[Stored data entries]
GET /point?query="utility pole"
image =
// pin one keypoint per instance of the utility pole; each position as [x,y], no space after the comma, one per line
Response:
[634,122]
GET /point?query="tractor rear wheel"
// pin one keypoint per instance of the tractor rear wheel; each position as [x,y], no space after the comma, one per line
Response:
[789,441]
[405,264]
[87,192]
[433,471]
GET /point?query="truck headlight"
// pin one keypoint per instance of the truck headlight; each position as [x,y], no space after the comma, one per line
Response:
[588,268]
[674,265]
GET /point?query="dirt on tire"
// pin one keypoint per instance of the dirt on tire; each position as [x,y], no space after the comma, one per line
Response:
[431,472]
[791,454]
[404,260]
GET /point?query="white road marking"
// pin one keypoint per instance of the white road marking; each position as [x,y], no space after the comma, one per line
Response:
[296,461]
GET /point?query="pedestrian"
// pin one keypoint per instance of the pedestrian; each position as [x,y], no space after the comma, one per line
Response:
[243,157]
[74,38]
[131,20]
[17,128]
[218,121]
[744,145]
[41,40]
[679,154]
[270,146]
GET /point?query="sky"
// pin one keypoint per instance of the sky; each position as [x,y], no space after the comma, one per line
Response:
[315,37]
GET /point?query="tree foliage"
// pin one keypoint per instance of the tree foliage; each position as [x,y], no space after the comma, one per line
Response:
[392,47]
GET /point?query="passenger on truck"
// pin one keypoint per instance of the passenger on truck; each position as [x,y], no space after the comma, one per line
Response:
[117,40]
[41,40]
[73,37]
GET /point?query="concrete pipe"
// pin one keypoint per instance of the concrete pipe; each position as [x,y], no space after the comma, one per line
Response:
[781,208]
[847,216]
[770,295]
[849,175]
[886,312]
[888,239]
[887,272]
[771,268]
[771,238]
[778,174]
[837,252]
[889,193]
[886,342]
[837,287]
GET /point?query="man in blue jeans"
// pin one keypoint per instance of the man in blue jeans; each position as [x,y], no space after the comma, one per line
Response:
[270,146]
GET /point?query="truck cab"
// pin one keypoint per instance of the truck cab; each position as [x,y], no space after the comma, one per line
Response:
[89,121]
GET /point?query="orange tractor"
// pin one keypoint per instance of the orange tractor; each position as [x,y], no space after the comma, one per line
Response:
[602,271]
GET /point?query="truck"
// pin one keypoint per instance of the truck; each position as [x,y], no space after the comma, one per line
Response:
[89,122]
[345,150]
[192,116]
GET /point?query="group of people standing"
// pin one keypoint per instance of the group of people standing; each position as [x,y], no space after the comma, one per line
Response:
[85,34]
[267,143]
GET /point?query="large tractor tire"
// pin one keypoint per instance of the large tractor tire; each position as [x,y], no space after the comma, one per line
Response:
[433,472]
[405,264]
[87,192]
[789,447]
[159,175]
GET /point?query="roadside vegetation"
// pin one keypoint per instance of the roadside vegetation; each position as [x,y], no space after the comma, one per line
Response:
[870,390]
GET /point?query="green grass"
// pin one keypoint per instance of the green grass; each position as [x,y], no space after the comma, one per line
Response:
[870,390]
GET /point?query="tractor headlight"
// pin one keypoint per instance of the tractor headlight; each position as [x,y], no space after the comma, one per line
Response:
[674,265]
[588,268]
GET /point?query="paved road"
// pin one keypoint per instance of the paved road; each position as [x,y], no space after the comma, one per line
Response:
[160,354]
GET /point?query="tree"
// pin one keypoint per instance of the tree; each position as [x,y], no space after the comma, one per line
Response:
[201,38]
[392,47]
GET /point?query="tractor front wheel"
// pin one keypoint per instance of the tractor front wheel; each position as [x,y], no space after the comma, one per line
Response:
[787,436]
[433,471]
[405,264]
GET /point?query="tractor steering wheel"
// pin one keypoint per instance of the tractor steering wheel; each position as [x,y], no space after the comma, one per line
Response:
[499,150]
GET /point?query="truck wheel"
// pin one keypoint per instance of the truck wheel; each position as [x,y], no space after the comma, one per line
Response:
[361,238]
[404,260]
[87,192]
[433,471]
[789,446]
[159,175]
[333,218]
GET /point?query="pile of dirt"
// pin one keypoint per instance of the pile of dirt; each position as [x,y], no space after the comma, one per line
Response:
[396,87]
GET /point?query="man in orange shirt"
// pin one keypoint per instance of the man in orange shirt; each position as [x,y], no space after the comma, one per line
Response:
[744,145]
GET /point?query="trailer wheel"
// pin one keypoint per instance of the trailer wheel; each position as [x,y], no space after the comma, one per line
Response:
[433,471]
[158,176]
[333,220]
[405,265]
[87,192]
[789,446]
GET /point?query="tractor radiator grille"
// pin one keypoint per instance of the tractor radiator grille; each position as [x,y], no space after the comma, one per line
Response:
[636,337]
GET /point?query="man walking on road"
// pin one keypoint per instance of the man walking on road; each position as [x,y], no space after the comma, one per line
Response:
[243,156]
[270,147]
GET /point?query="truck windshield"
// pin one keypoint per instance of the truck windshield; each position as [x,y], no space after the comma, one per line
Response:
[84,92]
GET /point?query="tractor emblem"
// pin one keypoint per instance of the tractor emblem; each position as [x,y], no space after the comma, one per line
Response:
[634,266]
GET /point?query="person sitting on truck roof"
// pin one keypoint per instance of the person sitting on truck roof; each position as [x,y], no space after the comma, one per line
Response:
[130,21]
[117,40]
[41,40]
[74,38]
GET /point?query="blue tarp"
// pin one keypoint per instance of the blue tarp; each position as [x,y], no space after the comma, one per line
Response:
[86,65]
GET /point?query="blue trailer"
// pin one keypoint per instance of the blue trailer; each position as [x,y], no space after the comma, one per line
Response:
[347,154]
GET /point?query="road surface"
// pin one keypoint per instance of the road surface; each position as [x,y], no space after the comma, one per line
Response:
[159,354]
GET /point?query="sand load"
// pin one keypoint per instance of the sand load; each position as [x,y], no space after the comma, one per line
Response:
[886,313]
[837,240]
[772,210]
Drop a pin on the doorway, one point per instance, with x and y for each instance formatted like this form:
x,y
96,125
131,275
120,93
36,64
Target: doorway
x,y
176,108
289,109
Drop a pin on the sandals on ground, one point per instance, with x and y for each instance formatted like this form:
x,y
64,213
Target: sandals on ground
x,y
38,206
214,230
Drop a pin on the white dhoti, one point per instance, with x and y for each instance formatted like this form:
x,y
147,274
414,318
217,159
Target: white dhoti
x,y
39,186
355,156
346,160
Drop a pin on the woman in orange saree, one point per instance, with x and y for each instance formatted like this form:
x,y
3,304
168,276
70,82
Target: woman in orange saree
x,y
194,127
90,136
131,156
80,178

> **Task description**: Please write out all the data above, exactly as it reads.

> **Response to this task**:
GET /point?query="utility pole"
image =
// pin one keypoint per instance of the utility pole; each position as [x,y], no space after the comma, one per line
Response:
[634,122]
GET /point?query="tractor rear wheel"
// pin one keypoint per instance of the tractor rear wheel; each position as [x,y], no space after the comma, one per line
Response:
[789,441]
[405,264]
[87,192]
[433,471]
GET /point?query="truck headlight"
// pin one keypoint per instance of the truck headlight; each position as [x,y], no space after the comma, one per line
Response:
[588,268]
[674,265]
GET /point?query="dirt on tire"
// pin one keypoint per instance of the dirt on tire; each position as [x,y], no space after the comma, one per line
Response:
[431,472]
[791,454]
[404,260]
GET /point?query="white road marking"
// pin one keypoint per instance of the white road marking; each position as [x,y], no space after the comma, one per line
Response:
[296,461]
GET /point?query="pedestrian"
// pin one keypoint per instance of the pedestrian; each position as [x,y], no space after the comma, one per line
Response:
[243,157]
[74,38]
[131,20]
[17,128]
[218,121]
[744,145]
[41,40]
[679,154]
[270,146]
GET /point?query="sky"
// pin one keypoint per instance of the sky; each position as [x,y], no space after the comma, one per line
Response:
[315,37]
GET /point?query="tree foliage"
// pin one keypoint per instance of the tree foliage; each position as [x,y], no space after the comma, one per line
Response:
[392,47]
GET /point?query="passenger on truck"
// pin one keypoint per instance of the passenger on truck; each position as [x,y], no space after the comma, one per line
Response:
[117,40]
[41,40]
[73,37]
GET /point?query="concrete pipe"
// pin one keypoint per instance of the concrete pipe; each position as [x,y], no space after the comma, one per line
Response:
[781,208]
[847,216]
[770,295]
[849,175]
[886,312]
[888,239]
[887,272]
[771,268]
[771,238]
[778,174]
[837,252]
[889,193]
[886,342]
[837,287]
GET /point?query="man in blue jeans"
// pin one keypoint per instance of the man in blue jeans; each position as [x,y], no space after the comma, one per line
Response:
[270,146]
GET /point?query="truck cab"
// pin one keypoint per instance of the truck cab; each position as [x,y], no space after the comma, one per line
Response:
[89,121]
GET /point?query="orange tractor"
// pin one keypoint per instance of the orange tractor; each position as [x,y], no space after the comma, one per line
Response:
[602,271]
GET /point?query="truck"
// pin one keypoint per instance of the truck; each position as [x,y], no space after the comma, one per line
Response:
[89,122]
[345,150]
[192,116]
GET /point?query="group of people standing"
// pin one keypoint per instance of the group of people standing; each position as [x,y], no space after the comma, one per line
Response:
[85,34]
[267,143]
GET /point?query="large tractor tire"
// pin one keypoint per instance of the large tractor tire; each position as [x,y], no space after the comma, one per line
Response:
[433,472]
[405,264]
[87,192]
[789,447]
[159,175]
GET /point?query="roadside vegetation"
// pin one keypoint per instance of the roadside vegetation; each position as [x,y], no space after the comma, one per line
Response:
[870,390]
GET /point?query="green grass"
// pin one keypoint per instance of the green grass; each position as [x,y], no space after the comma, one per line
Response:
[870,390]
GET /point?query="tractor headlight"
// pin one keypoint per instance of the tractor headlight; each position as [x,y], no space after the comma, one per line
Response:
[674,265]
[588,268]
GET /point?query="paved road"
// pin one keypoint per instance of the paved road; each position as [x,y], no space after the comma, one per line
Response:
[160,354]
GET /point?query="tree"
// pin one keypoint per instance of the tree; each position as [x,y], no space after the comma, one per line
Response:
[201,38]
[392,47]
GET /point?query="tractor front wheel"
// pin one keypoint per instance of the tractor front wheel; each position as [x,y], no space after the comma, one per line
Response:
[787,436]
[433,471]
[405,264]
GET /point?query="tractor steering wheel"
// pin one keypoint per instance of the tractor steering wheel; each position as [x,y], no space after the comma, one per line
Response:
[499,150]
GET /point?query="truck wheel"
// pin one keypoint per instance of the truck wheel; each position as [x,y], no space after the comma, one per line
Response:
[361,238]
[404,260]
[87,192]
[433,471]
[789,446]
[159,175]
[333,218]
GET /point?query="pile of dirt"
// pin one keypoint per instance of the pile of dirt; each position as [x,y], no space after the comma, one per line
Response:
[396,87]
GET /point?query="man in orange shirt"
// pin one keypoint per instance of the man in orange shirt; each position as [x,y], no space after the comma, one per line
Response:
[744,145]
GET /point?query="trailer wheel"
// pin one keypoint per instance of the trailer wheel; each position as [x,y], no space after the comma, one per line
Response:
[433,471]
[158,176]
[333,220]
[405,265]
[87,192]
[789,446]
GET /point?query="tractor radiator grille"
// pin one keypoint per instance of the tractor radiator grille; each position as [x,y], no space after the comma, one per line
Response:
[636,337]
GET /point?query="man walking on road"
// pin one keypoint per instance of the man walking on road; each position as [x,y], no space after the comma, one per line
Response:
[243,156]
[270,147]
GET /point?query="truck windshield"
// pin one keypoint per instance of the truck windshield; each position as [x,y], no space after the comma, one per line
Response:
[84,92]
GET /point?query="tractor emblem"
// pin one keypoint per instance of the tractor emblem; each position as [x,y], no space after the comma, one per line
Response:
[634,266]
GET /point?query="person sitting on truck roof"
// pin one keypoint per instance of the person sitting on truck roof; each position as [x,y], no space after the comma, one per line
Response:
[130,21]
[117,40]
[41,40]
[74,38]
GET /point?query="blue tarp"
// pin one keypoint per instance of the blue tarp; each position as [x,y], no space after the comma, one per line
Response:
[86,65]
GET /point?query="blue trailer"
// pin one keypoint per instance of the blue trailer; each position as [x,y], no space after the comma, one per line
Response:
[347,154]
GET /point?query="road surface"
// pin one keypoint per instance of the road surface; each position as [x,y], no space after the comma, one per line
Response:
[159,354]
GET /point?query="sand load"
// pin one keypoint per instance of the sand load; each position as [x,y], no space after the comma, one per line
Response:
[886,313]
[837,240]
[772,210]
Drop a pin on the doorway, one point per instance, with x and y for each instance formatted like this form:
x,y
96,125
131,275
120,93
36,64
Target: doorway
x,y
176,108
289,109
Drop a pin on the sandals on ground, one point per instance, with x and y for each instance formatted like this form:
x,y
64,213
Target: sandals on ground
x,y
38,206
214,230
Drop a pin on the white dhoti, one point per instance, with x and y for each instance formatted like this form:
x,y
147,274
414,318
217,159
Target: white dhoti
x,y
39,186
355,156
346,160
Drop a pin on the woman in orange saree, one point per instance, with x and y for each instance formatted like this form:
x,y
3,304
168,276
70,82
Target: woman in orange saree
x,y
194,127
90,136
131,156
80,178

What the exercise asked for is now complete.